Content starts

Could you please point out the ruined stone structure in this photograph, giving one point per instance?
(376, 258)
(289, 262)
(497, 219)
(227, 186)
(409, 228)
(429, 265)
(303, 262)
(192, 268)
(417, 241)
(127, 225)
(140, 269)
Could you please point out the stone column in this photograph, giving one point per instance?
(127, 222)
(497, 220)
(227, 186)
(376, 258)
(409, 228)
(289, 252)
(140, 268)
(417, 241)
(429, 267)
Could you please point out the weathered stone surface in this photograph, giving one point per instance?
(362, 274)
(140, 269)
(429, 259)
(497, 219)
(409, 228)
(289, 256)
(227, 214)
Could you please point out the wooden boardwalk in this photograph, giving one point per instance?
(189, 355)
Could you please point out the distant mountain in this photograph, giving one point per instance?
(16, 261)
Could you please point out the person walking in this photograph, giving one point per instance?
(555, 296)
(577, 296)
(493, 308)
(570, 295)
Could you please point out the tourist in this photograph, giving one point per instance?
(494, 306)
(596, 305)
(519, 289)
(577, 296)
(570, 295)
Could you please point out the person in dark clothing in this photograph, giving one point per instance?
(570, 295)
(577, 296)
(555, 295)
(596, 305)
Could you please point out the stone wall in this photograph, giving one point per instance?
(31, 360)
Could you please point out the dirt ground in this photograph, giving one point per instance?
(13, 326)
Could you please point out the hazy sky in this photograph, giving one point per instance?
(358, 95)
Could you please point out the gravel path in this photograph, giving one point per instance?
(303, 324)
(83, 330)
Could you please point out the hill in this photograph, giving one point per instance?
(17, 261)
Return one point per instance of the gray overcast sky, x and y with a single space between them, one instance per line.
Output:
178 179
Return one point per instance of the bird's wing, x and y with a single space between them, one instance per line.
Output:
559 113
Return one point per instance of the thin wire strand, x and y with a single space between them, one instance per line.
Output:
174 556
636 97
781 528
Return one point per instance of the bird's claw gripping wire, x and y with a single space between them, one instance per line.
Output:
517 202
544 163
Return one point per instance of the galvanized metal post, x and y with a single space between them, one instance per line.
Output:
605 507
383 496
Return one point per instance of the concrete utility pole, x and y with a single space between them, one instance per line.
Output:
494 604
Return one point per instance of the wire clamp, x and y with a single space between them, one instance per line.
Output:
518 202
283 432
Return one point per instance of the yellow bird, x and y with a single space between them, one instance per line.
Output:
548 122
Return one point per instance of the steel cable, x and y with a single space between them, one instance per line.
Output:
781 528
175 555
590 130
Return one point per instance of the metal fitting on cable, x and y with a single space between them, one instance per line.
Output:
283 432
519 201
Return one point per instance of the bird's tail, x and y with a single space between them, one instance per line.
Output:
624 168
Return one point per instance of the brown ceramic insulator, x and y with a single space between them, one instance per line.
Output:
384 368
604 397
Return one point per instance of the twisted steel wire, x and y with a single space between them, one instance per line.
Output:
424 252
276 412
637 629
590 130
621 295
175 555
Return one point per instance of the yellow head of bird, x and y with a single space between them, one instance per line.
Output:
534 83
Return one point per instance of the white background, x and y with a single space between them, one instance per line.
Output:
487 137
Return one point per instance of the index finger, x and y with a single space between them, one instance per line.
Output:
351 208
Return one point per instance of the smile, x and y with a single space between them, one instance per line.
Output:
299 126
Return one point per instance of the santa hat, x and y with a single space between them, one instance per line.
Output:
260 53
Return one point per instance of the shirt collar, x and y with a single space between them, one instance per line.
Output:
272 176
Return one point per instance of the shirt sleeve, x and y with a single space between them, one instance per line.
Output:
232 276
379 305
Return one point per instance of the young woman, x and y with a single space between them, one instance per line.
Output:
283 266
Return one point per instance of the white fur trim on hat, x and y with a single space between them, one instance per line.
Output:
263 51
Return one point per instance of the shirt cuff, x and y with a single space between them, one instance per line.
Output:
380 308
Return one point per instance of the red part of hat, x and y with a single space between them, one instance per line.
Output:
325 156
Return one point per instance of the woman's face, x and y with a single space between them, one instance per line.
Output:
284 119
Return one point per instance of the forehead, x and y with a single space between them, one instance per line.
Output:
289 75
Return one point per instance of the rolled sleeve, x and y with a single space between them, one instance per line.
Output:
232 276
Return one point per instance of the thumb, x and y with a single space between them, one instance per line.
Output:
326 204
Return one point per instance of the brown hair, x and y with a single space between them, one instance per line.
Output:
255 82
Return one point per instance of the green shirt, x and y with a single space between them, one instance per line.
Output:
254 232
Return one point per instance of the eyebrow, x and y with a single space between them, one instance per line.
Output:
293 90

Content ends

§ REQUIRED WORK: Could you copy out every line in the material above that contains the string "bird"?

§ OUTPUT OF THE TASK:
Return one point per instance of the bird's wing, x and y with a single space between them, one instance per line.
Return one point per instance of the bird's claw gripping wire, x and y with a single space between them, one instance per line.
Return one point per instance of the yellow bird, x and y with a single space between them, one instance per line.
Return one point per instance of the bird's tail, x and y with a single space between them, one instance per line.
Return one point per instance of the yellow head of bird, x and y with a single space between them, one instance per line.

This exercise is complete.